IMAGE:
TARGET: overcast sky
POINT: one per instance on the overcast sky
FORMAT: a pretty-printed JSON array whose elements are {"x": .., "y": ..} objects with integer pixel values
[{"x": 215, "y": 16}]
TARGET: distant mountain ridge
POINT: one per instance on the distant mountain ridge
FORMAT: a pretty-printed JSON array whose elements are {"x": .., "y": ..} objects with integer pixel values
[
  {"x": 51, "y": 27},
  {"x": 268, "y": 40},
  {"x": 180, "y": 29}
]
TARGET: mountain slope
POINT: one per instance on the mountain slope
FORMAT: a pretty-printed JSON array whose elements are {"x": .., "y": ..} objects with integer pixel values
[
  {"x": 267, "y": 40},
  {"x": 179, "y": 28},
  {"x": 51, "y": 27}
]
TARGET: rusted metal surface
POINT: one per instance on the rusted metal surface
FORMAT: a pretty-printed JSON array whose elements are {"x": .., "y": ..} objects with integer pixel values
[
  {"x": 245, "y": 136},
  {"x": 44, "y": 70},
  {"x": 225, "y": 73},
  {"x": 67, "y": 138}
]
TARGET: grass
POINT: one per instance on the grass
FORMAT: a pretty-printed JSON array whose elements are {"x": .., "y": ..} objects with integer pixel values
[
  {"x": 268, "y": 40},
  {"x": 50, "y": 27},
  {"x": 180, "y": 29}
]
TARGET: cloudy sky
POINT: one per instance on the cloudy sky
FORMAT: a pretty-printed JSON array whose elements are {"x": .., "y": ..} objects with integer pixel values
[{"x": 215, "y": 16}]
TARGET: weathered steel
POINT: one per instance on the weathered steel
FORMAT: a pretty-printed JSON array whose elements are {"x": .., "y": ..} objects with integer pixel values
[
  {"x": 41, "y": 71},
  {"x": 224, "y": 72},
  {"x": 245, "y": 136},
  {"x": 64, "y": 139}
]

-*-*-

• Description of the task
Starting from the line containing "TARGET: distant mountain ridge" and ending with the final line of the data, reproduce each line exactly as it appears, including no other lines.

• Answer for the task
TARGET: distant mountain ridge
POINT: one per instance on the distant mountain ridge
FORMAT: a pretty-printed JSON array whose elements are {"x": .., "y": ..} objects with integer pixel values
[
  {"x": 51, "y": 27},
  {"x": 268, "y": 40},
  {"x": 180, "y": 29}
]
TARGET: mountain slope
POINT: one per instance on the mountain slope
FORMAT: a pretty-printed JSON array whose elements are {"x": .., "y": ..} objects with integer pixel values
[
  {"x": 267, "y": 40},
  {"x": 179, "y": 28},
  {"x": 51, "y": 27}
]
TARGET: rusted metal surface
POINT: one per instance on the rusted metal surface
FORMAT: a pretty-printed JSON array whose elements are {"x": .., "y": ..} objects with integer pixel values
[
  {"x": 245, "y": 136},
  {"x": 44, "y": 70},
  {"x": 225, "y": 73},
  {"x": 67, "y": 138}
]
TARGET: grass
POINT: one per instance on the grass
FORMAT: a pretty-printed JSON array whose elements are {"x": .., "y": ..} objects with integer pixel values
[
  {"x": 268, "y": 40},
  {"x": 50, "y": 27},
  {"x": 180, "y": 29}
]
TARGET: cloudy sky
POINT: one per instance on the cloudy sky
FORMAT: a pretty-printed JSON array whose elements are {"x": .., "y": ..} objects with integer pixel values
[{"x": 215, "y": 16}]
TARGET: weathered steel
POINT: one per instance on the weathered steel
FORMAT: a pretty-printed JSON array whose elements are {"x": .., "y": ..} objects with integer pixel values
[
  {"x": 41, "y": 71},
  {"x": 224, "y": 72},
  {"x": 245, "y": 136},
  {"x": 64, "y": 139}
]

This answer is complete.